→ Recorded information:

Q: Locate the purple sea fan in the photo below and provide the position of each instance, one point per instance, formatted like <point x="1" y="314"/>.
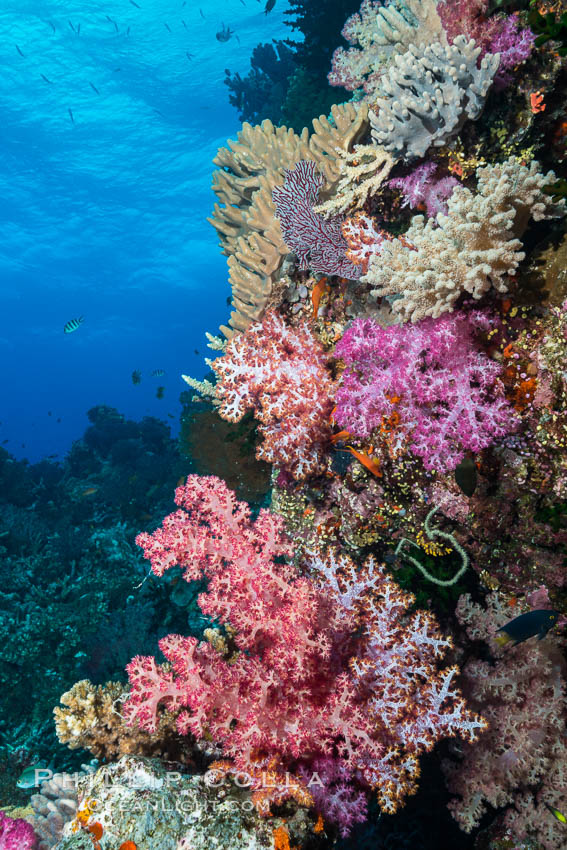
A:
<point x="446" y="392"/>
<point x="318" y="242"/>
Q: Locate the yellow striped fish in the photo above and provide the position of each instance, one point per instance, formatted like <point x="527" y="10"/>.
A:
<point x="73" y="325"/>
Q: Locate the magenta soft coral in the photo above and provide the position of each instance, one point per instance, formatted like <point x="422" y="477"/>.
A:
<point x="330" y="663"/>
<point x="431" y="375"/>
<point x="279" y="372"/>
<point x="494" y="34"/>
<point x="16" y="834"/>
<point x="318" y="242"/>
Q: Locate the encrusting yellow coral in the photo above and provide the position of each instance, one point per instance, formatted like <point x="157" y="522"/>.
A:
<point x="244" y="218"/>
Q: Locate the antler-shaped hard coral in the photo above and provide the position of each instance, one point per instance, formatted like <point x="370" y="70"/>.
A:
<point x="446" y="394"/>
<point x="471" y="249"/>
<point x="280" y="373"/>
<point x="382" y="31"/>
<point x="428" y="93"/>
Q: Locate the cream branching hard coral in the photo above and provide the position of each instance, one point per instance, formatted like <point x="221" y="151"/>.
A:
<point x="428" y="93"/>
<point x="244" y="217"/>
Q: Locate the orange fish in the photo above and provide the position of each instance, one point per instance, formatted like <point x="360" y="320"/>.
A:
<point x="536" y="102"/>
<point x="342" y="435"/>
<point x="316" y="294"/>
<point x="369" y="463"/>
<point x="95" y="830"/>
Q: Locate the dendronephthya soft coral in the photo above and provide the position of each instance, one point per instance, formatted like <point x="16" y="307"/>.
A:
<point x="328" y="662"/>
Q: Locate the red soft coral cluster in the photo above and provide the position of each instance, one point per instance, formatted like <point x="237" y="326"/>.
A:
<point x="16" y="834"/>
<point x="279" y="372"/>
<point x="327" y="664"/>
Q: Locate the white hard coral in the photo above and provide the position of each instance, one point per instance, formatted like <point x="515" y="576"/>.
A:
<point x="428" y="93"/>
<point x="471" y="249"/>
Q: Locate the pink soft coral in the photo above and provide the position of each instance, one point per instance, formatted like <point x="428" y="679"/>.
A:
<point x="521" y="761"/>
<point x="280" y="373"/>
<point x="16" y="834"/>
<point x="445" y="392"/>
<point x="326" y="664"/>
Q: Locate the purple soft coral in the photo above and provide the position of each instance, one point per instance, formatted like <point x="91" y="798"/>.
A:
<point x="16" y="834"/>
<point x="495" y="34"/>
<point x="332" y="788"/>
<point x="420" y="187"/>
<point x="446" y="393"/>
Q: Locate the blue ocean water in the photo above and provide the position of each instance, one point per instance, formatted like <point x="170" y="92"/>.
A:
<point x="107" y="134"/>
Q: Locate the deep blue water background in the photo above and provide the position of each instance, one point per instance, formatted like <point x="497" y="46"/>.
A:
<point x="106" y="217"/>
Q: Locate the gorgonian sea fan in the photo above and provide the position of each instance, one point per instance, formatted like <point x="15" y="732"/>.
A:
<point x="318" y="242"/>
<point x="446" y="393"/>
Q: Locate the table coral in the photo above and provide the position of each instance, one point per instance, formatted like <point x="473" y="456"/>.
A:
<point x="428" y="93"/>
<point x="471" y="249"/>
<point x="330" y="662"/>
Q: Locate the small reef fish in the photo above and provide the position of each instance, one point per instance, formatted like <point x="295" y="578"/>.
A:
<point x="28" y="777"/>
<point x="521" y="628"/>
<point x="73" y="325"/>
<point x="556" y="813"/>
<point x="466" y="476"/>
<point x="318" y="290"/>
<point x="224" y="34"/>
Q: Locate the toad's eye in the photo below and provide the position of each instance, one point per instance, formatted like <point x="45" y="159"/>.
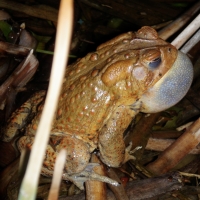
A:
<point x="152" y="58"/>
<point x="155" y="63"/>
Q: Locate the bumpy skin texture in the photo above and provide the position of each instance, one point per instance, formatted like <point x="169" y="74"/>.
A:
<point x="101" y="94"/>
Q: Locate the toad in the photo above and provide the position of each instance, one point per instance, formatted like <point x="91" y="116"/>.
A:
<point x="102" y="92"/>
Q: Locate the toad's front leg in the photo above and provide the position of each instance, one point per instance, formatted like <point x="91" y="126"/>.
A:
<point x="77" y="167"/>
<point x="111" y="143"/>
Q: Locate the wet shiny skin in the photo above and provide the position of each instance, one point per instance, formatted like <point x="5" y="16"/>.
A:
<point x="102" y="93"/>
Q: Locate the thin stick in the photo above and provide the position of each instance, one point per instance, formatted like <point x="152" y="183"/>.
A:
<point x="41" y="11"/>
<point x="169" y="30"/>
<point x="187" y="33"/>
<point x="57" y="175"/>
<point x="30" y="181"/>
<point x="169" y="158"/>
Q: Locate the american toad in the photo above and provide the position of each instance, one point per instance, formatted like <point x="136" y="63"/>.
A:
<point x="102" y="93"/>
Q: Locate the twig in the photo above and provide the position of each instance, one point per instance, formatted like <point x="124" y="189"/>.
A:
<point x="187" y="33"/>
<point x="41" y="11"/>
<point x="30" y="181"/>
<point x="144" y="189"/>
<point x="155" y="144"/>
<point x="169" y="30"/>
<point x="57" y="175"/>
<point x="169" y="158"/>
<point x="96" y="190"/>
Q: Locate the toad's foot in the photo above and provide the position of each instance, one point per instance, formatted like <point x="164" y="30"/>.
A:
<point x="88" y="174"/>
<point x="128" y="152"/>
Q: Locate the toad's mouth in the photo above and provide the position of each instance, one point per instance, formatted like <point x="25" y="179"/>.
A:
<point x="171" y="88"/>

→ Exercise brief: Only a number is expected here: how many lines of the records above contain "coral".

→ Written solution: 10